Display every line of the items below that contains the string "shoulder", reproducing each such line in full. The match is case-sensitive.

---------- PROVIDED RECORDS

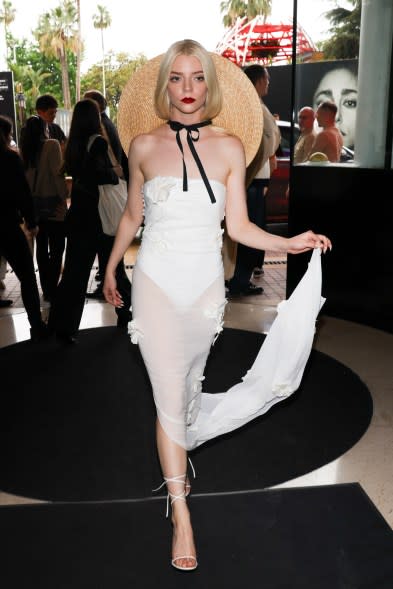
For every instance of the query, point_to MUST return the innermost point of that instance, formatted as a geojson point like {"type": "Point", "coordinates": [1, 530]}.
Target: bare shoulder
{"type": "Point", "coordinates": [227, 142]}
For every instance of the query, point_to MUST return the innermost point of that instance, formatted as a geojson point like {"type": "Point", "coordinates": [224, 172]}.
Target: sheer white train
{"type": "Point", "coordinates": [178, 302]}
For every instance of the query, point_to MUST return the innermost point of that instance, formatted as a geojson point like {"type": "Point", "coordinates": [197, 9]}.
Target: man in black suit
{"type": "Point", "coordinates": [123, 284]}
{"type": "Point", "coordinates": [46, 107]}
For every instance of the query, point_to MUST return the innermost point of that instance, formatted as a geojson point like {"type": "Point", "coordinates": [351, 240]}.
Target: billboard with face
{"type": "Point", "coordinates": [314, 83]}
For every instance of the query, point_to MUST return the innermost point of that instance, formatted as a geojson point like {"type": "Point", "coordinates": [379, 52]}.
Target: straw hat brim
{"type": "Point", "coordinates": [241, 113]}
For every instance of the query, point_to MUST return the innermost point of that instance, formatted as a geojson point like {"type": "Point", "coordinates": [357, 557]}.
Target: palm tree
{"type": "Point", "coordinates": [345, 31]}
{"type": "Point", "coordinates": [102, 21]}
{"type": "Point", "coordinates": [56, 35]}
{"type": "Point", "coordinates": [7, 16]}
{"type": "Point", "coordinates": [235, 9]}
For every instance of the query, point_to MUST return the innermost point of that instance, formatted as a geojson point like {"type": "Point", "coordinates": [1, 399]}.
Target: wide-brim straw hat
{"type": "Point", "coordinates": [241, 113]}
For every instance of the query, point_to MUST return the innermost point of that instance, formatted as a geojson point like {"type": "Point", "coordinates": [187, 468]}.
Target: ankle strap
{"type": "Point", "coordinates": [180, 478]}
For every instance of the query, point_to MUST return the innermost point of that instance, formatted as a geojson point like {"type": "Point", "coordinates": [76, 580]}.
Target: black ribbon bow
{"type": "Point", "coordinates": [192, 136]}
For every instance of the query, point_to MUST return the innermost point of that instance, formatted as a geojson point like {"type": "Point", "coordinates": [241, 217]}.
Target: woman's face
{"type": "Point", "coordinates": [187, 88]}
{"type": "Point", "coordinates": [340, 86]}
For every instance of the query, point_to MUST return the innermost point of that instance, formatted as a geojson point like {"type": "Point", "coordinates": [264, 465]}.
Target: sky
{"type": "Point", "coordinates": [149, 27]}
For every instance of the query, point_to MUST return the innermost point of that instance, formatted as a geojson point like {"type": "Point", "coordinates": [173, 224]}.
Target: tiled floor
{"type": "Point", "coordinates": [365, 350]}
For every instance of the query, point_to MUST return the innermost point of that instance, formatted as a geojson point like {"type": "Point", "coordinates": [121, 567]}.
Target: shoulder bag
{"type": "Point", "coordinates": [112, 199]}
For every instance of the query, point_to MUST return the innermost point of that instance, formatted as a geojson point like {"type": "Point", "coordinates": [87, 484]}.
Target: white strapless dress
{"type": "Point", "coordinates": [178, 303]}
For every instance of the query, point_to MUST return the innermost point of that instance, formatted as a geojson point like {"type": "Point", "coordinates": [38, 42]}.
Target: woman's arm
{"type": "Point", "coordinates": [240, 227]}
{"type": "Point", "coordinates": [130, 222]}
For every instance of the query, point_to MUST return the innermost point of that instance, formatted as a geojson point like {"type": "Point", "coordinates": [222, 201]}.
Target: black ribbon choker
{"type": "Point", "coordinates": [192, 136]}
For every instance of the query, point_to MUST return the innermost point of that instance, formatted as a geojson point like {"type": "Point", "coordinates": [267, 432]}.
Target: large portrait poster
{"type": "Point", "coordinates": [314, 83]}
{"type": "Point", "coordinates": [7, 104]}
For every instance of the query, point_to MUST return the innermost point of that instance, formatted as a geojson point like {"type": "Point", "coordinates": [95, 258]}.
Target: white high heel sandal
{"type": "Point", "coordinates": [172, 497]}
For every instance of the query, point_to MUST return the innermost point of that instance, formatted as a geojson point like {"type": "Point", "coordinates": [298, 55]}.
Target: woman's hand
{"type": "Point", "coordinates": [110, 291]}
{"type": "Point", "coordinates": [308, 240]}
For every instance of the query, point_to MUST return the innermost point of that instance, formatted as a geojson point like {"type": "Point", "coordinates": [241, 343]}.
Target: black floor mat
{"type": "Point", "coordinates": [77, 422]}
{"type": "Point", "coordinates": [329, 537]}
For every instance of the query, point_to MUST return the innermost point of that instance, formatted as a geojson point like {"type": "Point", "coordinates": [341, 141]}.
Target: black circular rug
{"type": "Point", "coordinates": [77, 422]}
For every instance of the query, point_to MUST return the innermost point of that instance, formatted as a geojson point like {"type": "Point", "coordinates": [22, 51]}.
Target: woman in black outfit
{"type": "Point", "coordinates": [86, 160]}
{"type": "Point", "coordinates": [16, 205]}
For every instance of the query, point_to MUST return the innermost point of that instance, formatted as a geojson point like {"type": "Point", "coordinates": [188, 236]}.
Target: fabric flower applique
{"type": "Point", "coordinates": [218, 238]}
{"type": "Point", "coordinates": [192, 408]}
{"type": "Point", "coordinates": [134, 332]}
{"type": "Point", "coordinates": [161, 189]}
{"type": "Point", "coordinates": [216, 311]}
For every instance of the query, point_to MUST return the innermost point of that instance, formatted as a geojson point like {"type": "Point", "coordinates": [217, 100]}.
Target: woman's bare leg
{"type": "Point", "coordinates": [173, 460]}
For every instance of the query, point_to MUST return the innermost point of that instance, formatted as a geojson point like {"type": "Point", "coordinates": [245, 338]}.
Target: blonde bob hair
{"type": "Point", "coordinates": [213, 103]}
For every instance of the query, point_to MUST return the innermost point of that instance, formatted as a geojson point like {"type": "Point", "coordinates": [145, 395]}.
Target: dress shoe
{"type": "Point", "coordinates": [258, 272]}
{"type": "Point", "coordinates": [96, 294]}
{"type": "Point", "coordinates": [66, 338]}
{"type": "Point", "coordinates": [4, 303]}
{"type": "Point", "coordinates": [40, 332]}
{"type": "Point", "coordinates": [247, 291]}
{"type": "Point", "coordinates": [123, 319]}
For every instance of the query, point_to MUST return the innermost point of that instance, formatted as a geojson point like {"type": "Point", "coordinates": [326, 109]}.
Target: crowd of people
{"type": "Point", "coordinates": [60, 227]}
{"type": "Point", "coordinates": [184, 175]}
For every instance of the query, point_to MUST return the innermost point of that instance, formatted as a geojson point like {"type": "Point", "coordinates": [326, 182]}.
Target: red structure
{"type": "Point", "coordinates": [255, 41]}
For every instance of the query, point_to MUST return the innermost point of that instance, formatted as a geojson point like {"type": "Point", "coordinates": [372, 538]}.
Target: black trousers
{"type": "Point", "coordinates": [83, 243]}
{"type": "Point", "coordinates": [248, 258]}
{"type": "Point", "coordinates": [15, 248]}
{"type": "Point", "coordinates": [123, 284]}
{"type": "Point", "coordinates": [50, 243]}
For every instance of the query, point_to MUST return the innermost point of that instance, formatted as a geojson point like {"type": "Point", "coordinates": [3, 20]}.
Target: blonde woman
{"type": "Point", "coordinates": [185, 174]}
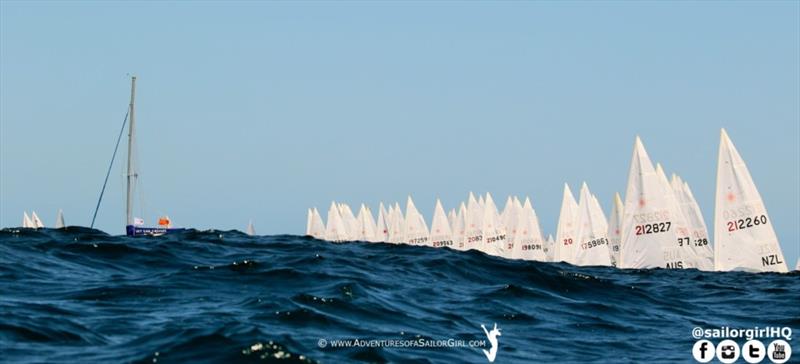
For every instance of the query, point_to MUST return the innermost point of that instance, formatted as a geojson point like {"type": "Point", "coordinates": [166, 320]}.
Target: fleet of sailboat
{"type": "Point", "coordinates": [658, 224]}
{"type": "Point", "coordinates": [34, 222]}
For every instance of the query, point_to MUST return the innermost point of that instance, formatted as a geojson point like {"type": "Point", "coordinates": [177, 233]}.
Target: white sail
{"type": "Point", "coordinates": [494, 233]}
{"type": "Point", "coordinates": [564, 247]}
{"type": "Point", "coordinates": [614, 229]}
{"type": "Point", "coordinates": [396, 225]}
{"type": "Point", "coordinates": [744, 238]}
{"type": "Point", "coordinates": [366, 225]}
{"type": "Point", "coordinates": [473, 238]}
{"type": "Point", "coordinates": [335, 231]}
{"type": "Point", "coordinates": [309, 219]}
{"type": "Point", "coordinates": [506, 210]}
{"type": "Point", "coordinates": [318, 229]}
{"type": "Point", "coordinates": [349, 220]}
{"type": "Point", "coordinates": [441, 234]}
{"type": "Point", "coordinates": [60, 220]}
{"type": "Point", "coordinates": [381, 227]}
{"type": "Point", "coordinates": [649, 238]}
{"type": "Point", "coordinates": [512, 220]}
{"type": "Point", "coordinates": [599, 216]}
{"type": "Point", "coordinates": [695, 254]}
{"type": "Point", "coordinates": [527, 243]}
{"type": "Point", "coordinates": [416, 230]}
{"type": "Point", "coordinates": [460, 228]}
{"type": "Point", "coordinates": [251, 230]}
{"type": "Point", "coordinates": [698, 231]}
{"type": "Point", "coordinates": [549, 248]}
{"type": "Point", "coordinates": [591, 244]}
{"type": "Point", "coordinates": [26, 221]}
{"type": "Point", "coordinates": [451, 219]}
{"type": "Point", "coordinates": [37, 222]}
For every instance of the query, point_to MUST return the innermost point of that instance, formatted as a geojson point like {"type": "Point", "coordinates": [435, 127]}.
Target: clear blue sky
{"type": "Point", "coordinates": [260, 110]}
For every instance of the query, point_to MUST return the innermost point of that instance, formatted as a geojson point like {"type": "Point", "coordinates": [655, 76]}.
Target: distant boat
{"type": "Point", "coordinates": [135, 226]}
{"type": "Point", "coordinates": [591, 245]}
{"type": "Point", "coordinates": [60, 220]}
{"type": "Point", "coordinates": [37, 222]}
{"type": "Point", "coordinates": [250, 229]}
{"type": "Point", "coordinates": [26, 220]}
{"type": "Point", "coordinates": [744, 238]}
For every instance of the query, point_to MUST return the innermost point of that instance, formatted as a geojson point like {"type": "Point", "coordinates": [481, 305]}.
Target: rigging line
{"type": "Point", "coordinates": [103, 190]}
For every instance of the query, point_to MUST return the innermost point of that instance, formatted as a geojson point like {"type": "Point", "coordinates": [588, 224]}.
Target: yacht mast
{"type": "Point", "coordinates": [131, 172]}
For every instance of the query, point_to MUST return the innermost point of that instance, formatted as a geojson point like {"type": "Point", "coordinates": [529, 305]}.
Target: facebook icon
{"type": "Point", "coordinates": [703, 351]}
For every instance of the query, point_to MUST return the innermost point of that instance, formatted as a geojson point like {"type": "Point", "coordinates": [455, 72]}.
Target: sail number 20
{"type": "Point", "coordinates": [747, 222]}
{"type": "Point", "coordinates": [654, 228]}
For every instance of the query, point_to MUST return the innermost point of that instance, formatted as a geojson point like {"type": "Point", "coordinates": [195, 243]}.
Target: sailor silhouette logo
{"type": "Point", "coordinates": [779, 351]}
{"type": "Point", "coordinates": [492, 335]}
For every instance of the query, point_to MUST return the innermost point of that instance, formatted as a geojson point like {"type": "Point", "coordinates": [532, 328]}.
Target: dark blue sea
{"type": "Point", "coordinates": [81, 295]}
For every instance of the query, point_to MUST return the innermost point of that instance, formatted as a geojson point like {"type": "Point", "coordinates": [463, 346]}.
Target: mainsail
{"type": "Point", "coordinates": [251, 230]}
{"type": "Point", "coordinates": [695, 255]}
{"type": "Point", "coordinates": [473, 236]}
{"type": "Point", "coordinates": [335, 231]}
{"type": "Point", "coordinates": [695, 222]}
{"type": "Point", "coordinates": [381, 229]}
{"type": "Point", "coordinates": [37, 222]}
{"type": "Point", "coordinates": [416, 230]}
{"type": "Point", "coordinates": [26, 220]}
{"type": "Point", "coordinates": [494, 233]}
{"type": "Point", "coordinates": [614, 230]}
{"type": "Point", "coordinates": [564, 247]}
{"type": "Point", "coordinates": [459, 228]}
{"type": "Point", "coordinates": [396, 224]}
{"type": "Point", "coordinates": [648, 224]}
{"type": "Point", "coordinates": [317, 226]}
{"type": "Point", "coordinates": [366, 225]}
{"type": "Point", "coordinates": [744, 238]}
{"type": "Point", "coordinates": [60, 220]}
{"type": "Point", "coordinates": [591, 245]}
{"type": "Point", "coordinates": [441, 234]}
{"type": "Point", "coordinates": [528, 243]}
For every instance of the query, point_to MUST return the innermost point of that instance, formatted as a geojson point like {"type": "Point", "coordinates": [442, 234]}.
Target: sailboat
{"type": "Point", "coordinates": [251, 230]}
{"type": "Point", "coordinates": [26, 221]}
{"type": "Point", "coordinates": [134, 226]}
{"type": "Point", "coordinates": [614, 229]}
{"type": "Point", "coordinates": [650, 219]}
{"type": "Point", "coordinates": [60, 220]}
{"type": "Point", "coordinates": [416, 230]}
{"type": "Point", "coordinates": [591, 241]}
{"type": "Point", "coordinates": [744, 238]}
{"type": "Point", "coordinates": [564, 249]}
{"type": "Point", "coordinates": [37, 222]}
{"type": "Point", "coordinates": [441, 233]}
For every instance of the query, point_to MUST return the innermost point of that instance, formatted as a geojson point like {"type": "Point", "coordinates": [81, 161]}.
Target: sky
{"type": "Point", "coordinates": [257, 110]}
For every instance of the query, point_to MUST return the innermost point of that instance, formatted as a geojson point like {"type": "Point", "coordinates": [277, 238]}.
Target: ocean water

--------------------

SOLUTION:
Target: bare shoulder
Target: shoulder bag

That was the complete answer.